■ SOURCE DATA:

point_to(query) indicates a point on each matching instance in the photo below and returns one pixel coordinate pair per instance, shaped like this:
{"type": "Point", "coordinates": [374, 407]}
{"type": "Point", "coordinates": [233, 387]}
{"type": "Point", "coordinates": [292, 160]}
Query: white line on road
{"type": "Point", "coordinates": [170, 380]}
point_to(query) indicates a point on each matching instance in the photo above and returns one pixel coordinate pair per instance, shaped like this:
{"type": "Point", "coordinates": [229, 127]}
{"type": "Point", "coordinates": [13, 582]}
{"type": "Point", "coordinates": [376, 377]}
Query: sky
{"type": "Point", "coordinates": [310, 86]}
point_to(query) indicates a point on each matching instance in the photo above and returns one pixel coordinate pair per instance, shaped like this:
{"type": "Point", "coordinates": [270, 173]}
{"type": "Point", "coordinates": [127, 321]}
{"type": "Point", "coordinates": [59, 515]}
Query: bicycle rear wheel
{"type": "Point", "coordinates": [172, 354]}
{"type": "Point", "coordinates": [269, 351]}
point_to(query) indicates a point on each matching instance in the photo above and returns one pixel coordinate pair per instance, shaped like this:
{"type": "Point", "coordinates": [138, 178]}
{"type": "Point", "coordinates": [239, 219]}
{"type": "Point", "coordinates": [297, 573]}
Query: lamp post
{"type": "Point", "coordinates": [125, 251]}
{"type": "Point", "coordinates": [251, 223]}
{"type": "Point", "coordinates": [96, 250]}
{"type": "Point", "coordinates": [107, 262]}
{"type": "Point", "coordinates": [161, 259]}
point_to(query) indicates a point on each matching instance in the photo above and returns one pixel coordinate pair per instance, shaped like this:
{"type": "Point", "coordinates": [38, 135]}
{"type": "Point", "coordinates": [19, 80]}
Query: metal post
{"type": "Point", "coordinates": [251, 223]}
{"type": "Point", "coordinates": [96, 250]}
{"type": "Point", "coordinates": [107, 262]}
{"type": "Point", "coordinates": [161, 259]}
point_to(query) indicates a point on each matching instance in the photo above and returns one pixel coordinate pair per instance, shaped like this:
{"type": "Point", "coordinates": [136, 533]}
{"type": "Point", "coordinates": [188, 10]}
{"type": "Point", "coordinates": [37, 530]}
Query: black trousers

■ SHORT PROBLEM:
Convert the stretch from the start of the items through the line containing "Query: white line on road" into a JSON list of strings, one string per line, with blank lines omitted.

■ SOLUTION TO THIS PROBLEM:
[
  "point_to(query) indicates a point on each matching instance in the photo below and returns one pixel coordinate pair per instance, shaped like this:",
  "{\"type\": \"Point\", \"coordinates\": [374, 407]}",
  "{\"type\": \"Point\", \"coordinates\": [233, 387]}",
  "{\"type\": \"Point\", \"coordinates\": [292, 160]}",
  "Query: white line on road"
]